____ Records for processing

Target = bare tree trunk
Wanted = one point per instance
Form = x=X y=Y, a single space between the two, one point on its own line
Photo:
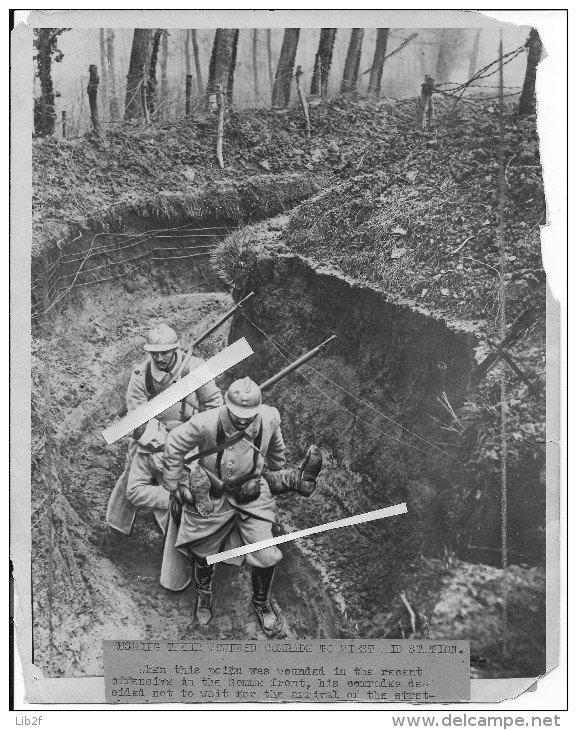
x=284 y=72
x=269 y=59
x=426 y=109
x=220 y=125
x=103 y=68
x=303 y=101
x=152 y=83
x=527 y=102
x=352 y=62
x=112 y=95
x=92 y=90
x=221 y=59
x=46 y=113
x=143 y=97
x=323 y=60
x=473 y=58
x=163 y=76
x=187 y=52
x=449 y=41
x=138 y=59
x=255 y=62
x=199 y=83
x=378 y=61
x=232 y=67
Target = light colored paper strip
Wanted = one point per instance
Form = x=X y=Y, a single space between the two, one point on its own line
x=227 y=358
x=378 y=514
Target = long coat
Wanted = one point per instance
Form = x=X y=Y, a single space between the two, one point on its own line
x=142 y=387
x=231 y=524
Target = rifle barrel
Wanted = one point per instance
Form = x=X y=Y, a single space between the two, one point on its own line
x=295 y=365
x=206 y=334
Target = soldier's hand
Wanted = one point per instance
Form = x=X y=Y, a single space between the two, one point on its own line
x=184 y=496
x=172 y=424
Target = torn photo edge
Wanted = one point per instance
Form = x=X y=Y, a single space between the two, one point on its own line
x=66 y=690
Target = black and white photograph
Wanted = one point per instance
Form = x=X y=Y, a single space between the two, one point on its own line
x=281 y=277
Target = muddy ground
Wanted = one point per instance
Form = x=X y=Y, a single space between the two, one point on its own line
x=107 y=584
x=95 y=343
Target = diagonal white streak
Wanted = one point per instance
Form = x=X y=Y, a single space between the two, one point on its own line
x=378 y=514
x=212 y=368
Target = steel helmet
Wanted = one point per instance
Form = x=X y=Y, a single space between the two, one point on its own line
x=161 y=339
x=243 y=398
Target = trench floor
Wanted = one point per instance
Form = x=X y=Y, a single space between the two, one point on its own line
x=93 y=348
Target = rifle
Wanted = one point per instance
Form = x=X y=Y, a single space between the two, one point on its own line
x=265 y=386
x=203 y=337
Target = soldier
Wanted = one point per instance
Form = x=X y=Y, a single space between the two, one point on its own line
x=245 y=477
x=160 y=370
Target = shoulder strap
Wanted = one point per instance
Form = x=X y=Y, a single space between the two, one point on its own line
x=220 y=437
x=149 y=382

________

What is being asked. Can you rewrite every line of the data between the lines holding "Target = torn photo edge" and "x=281 y=277", inclusive, with each coordinate shifted up by 61?

Response to the task.
Target = torn photo edge
Wanted = one point per instance
Form = x=X y=Y, a single space between the two, one point on its own line
x=127 y=751
Target = black and white photograph
Wanted = one point per instance
Form = x=X y=Y, a single space between the two, one point on its own line
x=342 y=338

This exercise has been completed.